Bad Monkey Productions' staging of Rebecca Gilman's Blue Surge is an uneven piece of theater: on the one hand, the technical side of the production is weak; on the other, the actors--with little to work with besides a strong script and each other--deliver powerful and moving performances which make the play definitely worth seeing.
The play follows Curt (Andy Clawson), a small town vice detective, and his partner Doug (Robert Walker) as they try to bust a massage parlor front for a prostitution ring. Curt falls for Sandy (Brenda Joyner), an 18-year-old working at the massage parlor, despite the fact he has a fiancee, Beth (Jennessa Richert-West).
Fundamentally the play is a meditation on class and power. Curt is embittered by his desperately poor upbringing, and connects with Sandy--who grew up in equally dismal circumstances--on a level he can't achieve with his fiancee, a comfortably well-off art teacher. It's a classic dilemma for an upwardly mobile young man, on the one hand marrying up, on the other, emotionally drawn back down. But as Curt's resentment gets the better of him, it also becomes a play about obsession and power. While he's never threatening to Sandy in a stalker-ish way, he does come to see himself as her potential savior, a man who can lift her out of the horrors of prostitution.

*-*-*

- **To do**
(1) Answer these questions from the theater review, one answer per line, marked to match.
(a) Which company staged the production of Blue Surge?
(b) Which actor plays Curt?
(c) What does Curt's fiancee do for a living?
(2) Pick out each line of the entries that contains the word "white".
The entries that come next have no connection to the theater review.

Coordinate labeling records
*-*-*

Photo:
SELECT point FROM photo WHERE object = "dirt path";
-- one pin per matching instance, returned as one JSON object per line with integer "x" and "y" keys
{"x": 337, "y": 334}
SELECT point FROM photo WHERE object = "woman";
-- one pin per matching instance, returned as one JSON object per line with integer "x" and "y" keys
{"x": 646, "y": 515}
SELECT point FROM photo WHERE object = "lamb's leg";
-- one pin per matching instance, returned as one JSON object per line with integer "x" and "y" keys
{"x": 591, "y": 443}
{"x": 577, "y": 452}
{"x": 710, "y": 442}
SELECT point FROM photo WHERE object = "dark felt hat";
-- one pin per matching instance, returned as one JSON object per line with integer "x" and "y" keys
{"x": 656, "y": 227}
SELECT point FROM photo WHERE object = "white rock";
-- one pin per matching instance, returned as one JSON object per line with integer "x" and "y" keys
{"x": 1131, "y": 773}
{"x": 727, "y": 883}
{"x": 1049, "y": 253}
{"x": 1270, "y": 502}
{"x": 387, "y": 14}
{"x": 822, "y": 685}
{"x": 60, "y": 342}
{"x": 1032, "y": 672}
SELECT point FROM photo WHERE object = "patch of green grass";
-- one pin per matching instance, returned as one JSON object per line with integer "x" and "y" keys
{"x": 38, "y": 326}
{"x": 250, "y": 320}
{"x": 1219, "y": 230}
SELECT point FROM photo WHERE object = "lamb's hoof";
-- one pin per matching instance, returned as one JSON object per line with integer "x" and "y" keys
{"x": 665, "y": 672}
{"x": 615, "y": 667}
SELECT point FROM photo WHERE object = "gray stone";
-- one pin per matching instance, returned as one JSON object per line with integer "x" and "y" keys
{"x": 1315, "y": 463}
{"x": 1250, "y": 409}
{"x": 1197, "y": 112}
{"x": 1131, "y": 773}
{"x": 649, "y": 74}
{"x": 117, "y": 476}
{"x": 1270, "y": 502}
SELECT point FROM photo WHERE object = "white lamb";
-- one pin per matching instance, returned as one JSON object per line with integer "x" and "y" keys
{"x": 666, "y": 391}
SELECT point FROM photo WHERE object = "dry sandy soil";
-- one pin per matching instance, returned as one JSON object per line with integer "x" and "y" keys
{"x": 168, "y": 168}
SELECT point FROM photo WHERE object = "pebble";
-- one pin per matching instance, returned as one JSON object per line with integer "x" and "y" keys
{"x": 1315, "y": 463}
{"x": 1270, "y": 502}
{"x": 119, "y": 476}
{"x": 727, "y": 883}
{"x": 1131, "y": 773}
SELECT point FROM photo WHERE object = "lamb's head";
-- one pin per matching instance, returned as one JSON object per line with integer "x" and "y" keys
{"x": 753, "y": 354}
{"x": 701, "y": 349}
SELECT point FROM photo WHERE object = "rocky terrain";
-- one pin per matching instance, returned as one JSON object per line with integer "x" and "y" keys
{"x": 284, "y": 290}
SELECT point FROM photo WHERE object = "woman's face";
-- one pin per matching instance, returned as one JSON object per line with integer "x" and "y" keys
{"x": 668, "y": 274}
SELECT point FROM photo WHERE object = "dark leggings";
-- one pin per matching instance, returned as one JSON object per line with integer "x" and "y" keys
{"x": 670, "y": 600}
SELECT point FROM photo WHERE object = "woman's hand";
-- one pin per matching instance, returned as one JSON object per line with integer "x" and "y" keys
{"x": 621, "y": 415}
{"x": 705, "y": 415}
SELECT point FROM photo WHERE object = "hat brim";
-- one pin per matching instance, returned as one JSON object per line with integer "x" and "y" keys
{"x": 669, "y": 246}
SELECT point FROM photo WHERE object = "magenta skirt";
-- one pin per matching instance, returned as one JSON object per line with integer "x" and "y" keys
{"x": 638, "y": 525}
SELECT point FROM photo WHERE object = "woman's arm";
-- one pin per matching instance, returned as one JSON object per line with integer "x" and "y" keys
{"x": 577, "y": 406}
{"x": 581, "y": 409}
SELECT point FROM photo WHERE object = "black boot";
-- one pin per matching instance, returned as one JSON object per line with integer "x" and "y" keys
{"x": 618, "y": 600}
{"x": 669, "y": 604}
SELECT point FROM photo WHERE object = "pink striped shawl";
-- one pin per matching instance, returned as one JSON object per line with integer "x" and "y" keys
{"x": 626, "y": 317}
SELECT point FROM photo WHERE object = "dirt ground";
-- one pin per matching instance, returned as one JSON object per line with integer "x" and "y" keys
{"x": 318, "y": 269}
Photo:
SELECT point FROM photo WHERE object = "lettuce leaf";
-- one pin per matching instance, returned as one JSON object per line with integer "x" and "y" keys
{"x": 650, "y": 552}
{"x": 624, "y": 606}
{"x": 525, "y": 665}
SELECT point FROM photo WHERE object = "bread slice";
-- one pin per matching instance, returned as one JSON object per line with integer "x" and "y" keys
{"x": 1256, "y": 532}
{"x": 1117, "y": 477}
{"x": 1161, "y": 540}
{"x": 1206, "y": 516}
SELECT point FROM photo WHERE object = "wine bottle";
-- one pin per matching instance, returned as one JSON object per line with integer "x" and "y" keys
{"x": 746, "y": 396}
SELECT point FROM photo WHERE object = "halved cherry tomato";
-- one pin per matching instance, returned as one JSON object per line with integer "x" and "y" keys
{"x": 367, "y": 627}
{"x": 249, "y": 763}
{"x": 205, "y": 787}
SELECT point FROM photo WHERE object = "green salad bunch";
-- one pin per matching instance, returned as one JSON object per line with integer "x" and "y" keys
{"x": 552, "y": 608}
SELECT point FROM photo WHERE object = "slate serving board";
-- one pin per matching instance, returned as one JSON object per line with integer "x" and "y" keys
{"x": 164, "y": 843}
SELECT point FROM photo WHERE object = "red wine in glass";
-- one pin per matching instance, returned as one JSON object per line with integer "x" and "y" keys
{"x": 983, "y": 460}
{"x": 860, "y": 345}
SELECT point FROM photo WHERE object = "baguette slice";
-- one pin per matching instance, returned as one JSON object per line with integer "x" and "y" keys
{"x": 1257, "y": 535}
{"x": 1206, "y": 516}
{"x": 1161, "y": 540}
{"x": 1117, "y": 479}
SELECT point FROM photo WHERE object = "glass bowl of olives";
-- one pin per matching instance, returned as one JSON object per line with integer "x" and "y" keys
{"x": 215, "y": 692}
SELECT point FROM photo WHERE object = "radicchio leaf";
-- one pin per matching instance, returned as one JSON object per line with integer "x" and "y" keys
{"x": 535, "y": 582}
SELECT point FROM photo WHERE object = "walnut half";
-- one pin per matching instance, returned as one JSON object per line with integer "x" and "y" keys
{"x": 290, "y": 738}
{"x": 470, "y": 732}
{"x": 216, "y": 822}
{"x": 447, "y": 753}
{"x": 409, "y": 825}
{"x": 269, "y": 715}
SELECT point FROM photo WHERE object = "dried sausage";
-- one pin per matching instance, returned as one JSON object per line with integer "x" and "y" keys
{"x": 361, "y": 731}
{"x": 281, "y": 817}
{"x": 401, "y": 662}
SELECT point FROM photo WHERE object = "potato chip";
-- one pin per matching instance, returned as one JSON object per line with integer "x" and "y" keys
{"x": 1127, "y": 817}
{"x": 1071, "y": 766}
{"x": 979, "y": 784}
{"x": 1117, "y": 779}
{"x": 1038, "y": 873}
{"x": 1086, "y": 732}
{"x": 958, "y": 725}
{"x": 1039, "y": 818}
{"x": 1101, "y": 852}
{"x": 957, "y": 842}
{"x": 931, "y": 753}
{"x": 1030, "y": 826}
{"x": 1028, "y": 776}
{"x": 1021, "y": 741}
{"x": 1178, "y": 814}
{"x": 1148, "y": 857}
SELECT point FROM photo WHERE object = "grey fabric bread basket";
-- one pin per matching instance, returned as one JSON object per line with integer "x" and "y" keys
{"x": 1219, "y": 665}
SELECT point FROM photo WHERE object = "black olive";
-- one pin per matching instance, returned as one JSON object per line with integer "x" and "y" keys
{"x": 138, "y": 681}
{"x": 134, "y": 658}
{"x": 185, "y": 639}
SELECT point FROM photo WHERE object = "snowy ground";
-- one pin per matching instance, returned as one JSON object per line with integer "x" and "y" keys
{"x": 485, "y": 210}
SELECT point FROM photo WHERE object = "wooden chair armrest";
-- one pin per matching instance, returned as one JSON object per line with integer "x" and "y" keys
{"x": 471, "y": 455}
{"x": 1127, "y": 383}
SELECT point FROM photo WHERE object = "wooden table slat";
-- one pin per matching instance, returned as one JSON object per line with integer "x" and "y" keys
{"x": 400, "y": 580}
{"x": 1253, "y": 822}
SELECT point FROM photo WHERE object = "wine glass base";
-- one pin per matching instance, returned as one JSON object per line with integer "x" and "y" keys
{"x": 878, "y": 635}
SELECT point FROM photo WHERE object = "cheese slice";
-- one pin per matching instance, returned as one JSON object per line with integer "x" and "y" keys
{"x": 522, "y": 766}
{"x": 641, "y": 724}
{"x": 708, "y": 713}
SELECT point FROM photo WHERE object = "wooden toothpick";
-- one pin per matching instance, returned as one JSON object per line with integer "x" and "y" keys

*-*-*

- **Written responses**
(1)
(a) Bad Monkey Productions
(b) Andy Clawson
(c) She is an art teacher.

(2)
SELECT point FROM photo WHERE object = "white rock";
SELECT point FROM photo WHERE object = "white lamb";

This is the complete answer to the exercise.